Given task: Render this sentence from the von Rundstedt at Nuremberg passage in Spanish: "He and his companions were housed in the witnesses’ wing of the jail."

The Last Prussian
Page 34
Germany’s senior surviving Field Marshal, von Brauchitsch, was already languishing at Nuremberg and had had much time to consider how best the High Command should conduct its case. On 3 January 1946 he addressed a letter to the President of the International Tribunal, the British judge Lord Justice Lawrence. Dr Exner had already been appointed as the defence lawyer for this case, but von Brauchitsch asked that he be replaced by Dr Leverkühn on the grounds that Exner was already defending Jodl and was unable to devote his full attention to the case. He went on to say: ‘The defence should be conferred upon an officer belonging to the circle of the higher ranking commanders representing the General Staff. He will be supported by a legal adviser. In the first place the oldest officer of the former German Army, Field Marshal von Rundstedt, comes into question for this purpose.’55 In fact, it was Dr Hans Laternser who took on the task of counsel for the defence and on 4 February he wrote to von Rundstedt stating that both von Manstein and General Siegfried Westphal had specifically requested that he appear. Not until a month later did von Rundstedt receive the letter, and two days later he wrote to the IMT requesting that he be allowed to appear before it. He had not made such an application before:
‘… because I had received the impression from various reports by press and radio, that I myself was mentioned as a war criminal [presumably the French demand of the previous autumn to try him as such]. This was indicated by the British side as an “unofficial statement”. I shall, however, in my capacity as senior Field Marshal on active service to the end of the war, not withdraw from the request of my brother-officers of the Army – former Germany Army [sic], its generals fighting and leading the frontline and its General-Staff. I have always, during 54 years of active service, sought loyally to serve my country [sic] and the Nation [sic], without regarding the person at the head of the State to whom every soldier was bound to swear allegiance. Now I consider it the last task entrusted to my life to safeguard the honour of the German Army.’
He also asked that Blumentritt and Hans Gerd be allowed to accompany him in order to assist with the case. The IMT’s comment was that should the defence request their presence then they would be called individually.56 The summons came and on 15 May von Rundstedt, von Kleist, Westphal and Blumentritt, but not Hans Gerd, were flown to Nuremberg. The late Captain Ted Lees, the camp interpreter at Island Farm, remembered von Rundstedt’s departure from Island Farm. ‘As he came walking slowly towards the main compound gate, he found the entire complement of 185 or so generals and admirals lined up at the salute. One of the senior among them then delivered a short speech asking him “to uphold the honour of the German officer corps at Nuremberg”.’57
Von Rundstedt arrived in Nuremberg at the time when the individual cases for the defence were being heard. He and his companions were housed in the witnesses’ wing of the jail. Before anything could happen Dr Laternser had to make a formal application for von Rundstedt and the others to appear in front of the IMT Commission, which carried out the preliminary review of evidence prior to the case being formally considered in court. In the meantime, G M Gilbert, the official prison psychologist at Nuremberg, visited von Rundstedt in his cell. The Field Marshal asserted that he and Rommel had told Hitler at the beginning of July 1944 that ‘it was time to quit’. He objected to the Ardennes counter-offensive being named after him since he had had little to do with the planning. ‘If old von Moltke thought that I have planned the offensive he would turn over in his grave’. He also complained:
‘All we had was [sic] the run-down old men who couldn’t fight and the foreigners who kept deserting. – And Hitler kept hollering, “hold your ground”. – Like at Bastogne, just to mention one name – and that was the man who wanted to be considered a great field general! – He didn’t know the first thing about strategy! – All he knew was bluff.’58
Eventually, on 19 June, von Rundstedt appeared before the Commission.

Extracted records:
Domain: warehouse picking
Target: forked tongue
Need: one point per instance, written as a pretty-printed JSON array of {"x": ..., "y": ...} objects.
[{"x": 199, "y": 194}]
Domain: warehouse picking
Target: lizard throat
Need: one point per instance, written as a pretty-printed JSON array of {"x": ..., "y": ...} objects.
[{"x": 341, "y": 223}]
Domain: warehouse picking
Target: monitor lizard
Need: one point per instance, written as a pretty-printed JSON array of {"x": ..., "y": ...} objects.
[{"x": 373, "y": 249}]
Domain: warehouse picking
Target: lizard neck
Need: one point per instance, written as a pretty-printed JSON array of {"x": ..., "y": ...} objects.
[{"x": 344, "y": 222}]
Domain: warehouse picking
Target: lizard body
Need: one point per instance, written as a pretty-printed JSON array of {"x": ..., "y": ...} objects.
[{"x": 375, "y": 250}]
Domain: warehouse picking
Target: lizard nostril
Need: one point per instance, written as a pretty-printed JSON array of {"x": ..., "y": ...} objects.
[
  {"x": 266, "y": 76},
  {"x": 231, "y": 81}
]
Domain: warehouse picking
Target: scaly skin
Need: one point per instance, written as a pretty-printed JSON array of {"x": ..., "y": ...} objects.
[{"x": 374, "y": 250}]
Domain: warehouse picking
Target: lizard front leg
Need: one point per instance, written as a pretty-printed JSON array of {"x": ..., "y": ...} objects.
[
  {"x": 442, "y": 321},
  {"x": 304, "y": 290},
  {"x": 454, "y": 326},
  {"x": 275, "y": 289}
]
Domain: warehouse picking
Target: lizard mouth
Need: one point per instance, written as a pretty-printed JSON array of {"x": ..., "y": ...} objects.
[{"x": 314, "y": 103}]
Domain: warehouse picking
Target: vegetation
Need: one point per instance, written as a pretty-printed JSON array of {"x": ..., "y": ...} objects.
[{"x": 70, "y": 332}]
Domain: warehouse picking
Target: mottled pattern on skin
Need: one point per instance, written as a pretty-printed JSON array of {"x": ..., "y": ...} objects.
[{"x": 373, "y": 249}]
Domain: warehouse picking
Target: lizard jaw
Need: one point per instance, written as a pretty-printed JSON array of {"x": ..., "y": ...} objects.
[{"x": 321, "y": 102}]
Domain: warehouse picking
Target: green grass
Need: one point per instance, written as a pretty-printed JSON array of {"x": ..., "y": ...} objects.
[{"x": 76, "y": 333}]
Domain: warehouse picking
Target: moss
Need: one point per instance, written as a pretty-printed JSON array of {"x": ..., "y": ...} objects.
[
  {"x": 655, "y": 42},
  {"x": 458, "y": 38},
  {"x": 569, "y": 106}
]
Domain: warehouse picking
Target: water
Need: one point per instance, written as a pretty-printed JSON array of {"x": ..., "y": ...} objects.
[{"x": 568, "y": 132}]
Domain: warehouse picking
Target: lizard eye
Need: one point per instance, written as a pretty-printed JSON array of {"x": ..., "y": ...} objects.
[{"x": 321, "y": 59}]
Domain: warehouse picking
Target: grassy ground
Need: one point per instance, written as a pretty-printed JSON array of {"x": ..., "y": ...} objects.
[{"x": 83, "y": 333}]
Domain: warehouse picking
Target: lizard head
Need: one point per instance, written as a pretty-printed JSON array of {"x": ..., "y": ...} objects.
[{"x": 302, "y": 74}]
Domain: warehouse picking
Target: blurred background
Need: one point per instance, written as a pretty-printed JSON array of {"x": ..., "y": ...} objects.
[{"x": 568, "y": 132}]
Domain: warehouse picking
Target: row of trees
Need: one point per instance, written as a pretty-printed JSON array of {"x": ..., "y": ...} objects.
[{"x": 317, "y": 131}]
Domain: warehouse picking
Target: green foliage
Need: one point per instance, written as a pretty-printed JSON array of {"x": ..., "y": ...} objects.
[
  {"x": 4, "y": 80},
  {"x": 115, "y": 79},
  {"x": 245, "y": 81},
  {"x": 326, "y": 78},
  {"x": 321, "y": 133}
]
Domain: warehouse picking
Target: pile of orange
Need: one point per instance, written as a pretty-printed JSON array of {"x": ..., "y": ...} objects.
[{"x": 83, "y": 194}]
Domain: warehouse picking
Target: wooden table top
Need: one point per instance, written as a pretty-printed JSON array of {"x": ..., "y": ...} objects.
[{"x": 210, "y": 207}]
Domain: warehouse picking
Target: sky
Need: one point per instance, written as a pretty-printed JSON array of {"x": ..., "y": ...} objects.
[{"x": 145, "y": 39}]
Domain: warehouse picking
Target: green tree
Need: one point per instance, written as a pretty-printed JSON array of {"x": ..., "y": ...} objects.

Solution to this task: Él y sus acompañantes fueron alojados en el ala de testigos de la cárcel.